* [READING TEXT]

It probably is you, not because you don’t know what you’re doing, but because it seems to be a universally encountered challenge in procurement.

The average large business spends five times as much on suppliers as it does on its people. Even central government spends more on suppliers than civil servants (even in SA, where our government spends a third of its annual budget on public sector salaries). With an ever-more complex inter-connected world, this supplier/civil servant ratio is only going to increase.

Suppliers are important because they can expand your capability and increase productivity, or in some instances replace your in-house capability. Increasingly, they are the source of innovation in your business. Much of your business’ environmental/CSR impact is the result of suppliers working on your behalf, and the majority of your operational risk will reside within your supply base.

Businesses need suppliers because of what those suppliers provide, not because they save money. And suppliers allow you to focus on the strategic differentiators of your business.

* [DATASET EXCERPT]

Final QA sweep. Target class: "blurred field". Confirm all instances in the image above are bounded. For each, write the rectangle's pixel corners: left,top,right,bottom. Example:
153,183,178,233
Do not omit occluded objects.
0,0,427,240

* [OBJECTIVE A]
In one to three sentences, explain why the procurement text says businesses need suppliers.
* [OBJECTIVE B]
Write the next part of the procurement text, picking up after its last sentence.

* [WRITTEN ANSWER A]
Businesses need suppliers because of what those suppliers provide, not because they save money. Suppliers also let a business focus on what sets it apart strategically.

* [WRITTEN ANSWER B]
If you do not manage your suppliers, they will manage you. A contract is a promise at a moment in time of the benefits/value that will be delivered; however, markets and suppliers evolve. It is a critical mistake to focus only on the deal and neglect to continually manage suppliers both commercially and operationally.

Buying is about knowledge flows. Your business is operating with partial information.

FIVE incorrect assumptions

1. Every time you save money you are quantifying how much the market has moved and how badly your business has managed your supplier by not keeping up. Your ambition should be to move with the market. Success is a tender that saves nothing because you have been adjusting continually. Functions that are exclusively focused on savings usually end in disappointment and marginalisation. Those that help mobilise suppliers to achieve the strategy of the business last because they focus on aligning with it.

2. Not all suppliers are cheaper as they get bigger, so don’t assume economies of scale.

3. Procurement is a skill with many elements to it. If your sales team is smarter than your buying capability across all these elements, assume you deserve to continue to fund your suppliers with excess profits.

4. Great sales teams have great data and run rings around data-blind procurement professionals.

5. Businesses under invest in procurement because different Return on Investment (ROI) criteria is applied between procurement and other internal functions. Procurement’s role should be to help the business to be consistent. The ROI of better buying is greater than anything else, other than raising prices, so invest more in procurement.

Most procurement professionals will be familiar with most of these points, but it will be new to most of your colleagues. Remind them.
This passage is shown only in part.